» TASK DIRECTIONS
Copy each of the entries below word for word, keeping every line as it stands.

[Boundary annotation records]
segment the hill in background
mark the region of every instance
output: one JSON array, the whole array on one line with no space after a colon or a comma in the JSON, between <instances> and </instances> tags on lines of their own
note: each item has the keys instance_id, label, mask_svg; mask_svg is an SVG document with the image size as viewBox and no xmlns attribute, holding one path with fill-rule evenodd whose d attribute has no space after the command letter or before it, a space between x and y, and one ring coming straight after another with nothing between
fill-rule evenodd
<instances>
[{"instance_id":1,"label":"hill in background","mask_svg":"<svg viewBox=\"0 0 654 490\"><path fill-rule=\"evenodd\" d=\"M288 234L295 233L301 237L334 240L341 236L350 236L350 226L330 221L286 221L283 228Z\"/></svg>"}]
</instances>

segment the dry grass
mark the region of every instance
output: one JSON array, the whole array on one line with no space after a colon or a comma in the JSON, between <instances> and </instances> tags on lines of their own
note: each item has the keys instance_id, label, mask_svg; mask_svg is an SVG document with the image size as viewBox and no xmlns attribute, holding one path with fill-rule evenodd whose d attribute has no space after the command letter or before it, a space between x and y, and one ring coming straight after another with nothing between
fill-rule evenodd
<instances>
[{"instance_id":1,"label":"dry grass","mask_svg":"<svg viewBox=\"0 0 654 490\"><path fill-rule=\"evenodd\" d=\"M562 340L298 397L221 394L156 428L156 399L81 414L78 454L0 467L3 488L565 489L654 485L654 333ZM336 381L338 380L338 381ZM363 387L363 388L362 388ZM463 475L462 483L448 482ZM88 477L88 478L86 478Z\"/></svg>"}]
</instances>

» RIGHT ANSWER
segment the hill in background
mark the region of every instance
output: one JSON array, the whole array on one line with no space after a colon or a comma in the JSON, between <instances> and </instances> tags on lines of their own
note: each item has the keys instance_id, label, mask_svg; mask_svg is an SVG document with the image size as viewBox and no xmlns attribute, holding one path with fill-rule evenodd whose d attribute has no space after the command letter or before it, a space between x and y, and one ring coming straight after another with nothing between
fill-rule evenodd
<instances>
[{"instance_id":1,"label":"hill in background","mask_svg":"<svg viewBox=\"0 0 654 490\"><path fill-rule=\"evenodd\" d=\"M288 234L295 233L301 237L334 240L341 236L350 236L350 226L330 221L286 221L283 228Z\"/></svg>"}]
</instances>

segment the dry grass
mark the region of every instance
output: one JSON array, the whole array on one line with no space after a colon or a comma in the JSON, between <instances> and </instances> tags on lines of their own
note: each item has the keys instance_id, label, mask_svg; mask_svg is an SVG document with the image size as viewBox and no xmlns attribute, holding one path with fill-rule evenodd whose d attribute has no space after the command letter or before it, a space between x and y, and one ring coming straight after another with nothing between
fill-rule evenodd
<instances>
[{"instance_id":1,"label":"dry grass","mask_svg":"<svg viewBox=\"0 0 654 490\"><path fill-rule=\"evenodd\" d=\"M562 340L298 397L221 394L156 428L156 399L81 414L78 454L0 467L3 488L565 489L654 485L654 333ZM336 381L338 380L338 381ZM363 387L363 388L362 388ZM463 475L462 483L448 482ZM88 477L88 478L86 478Z\"/></svg>"}]
</instances>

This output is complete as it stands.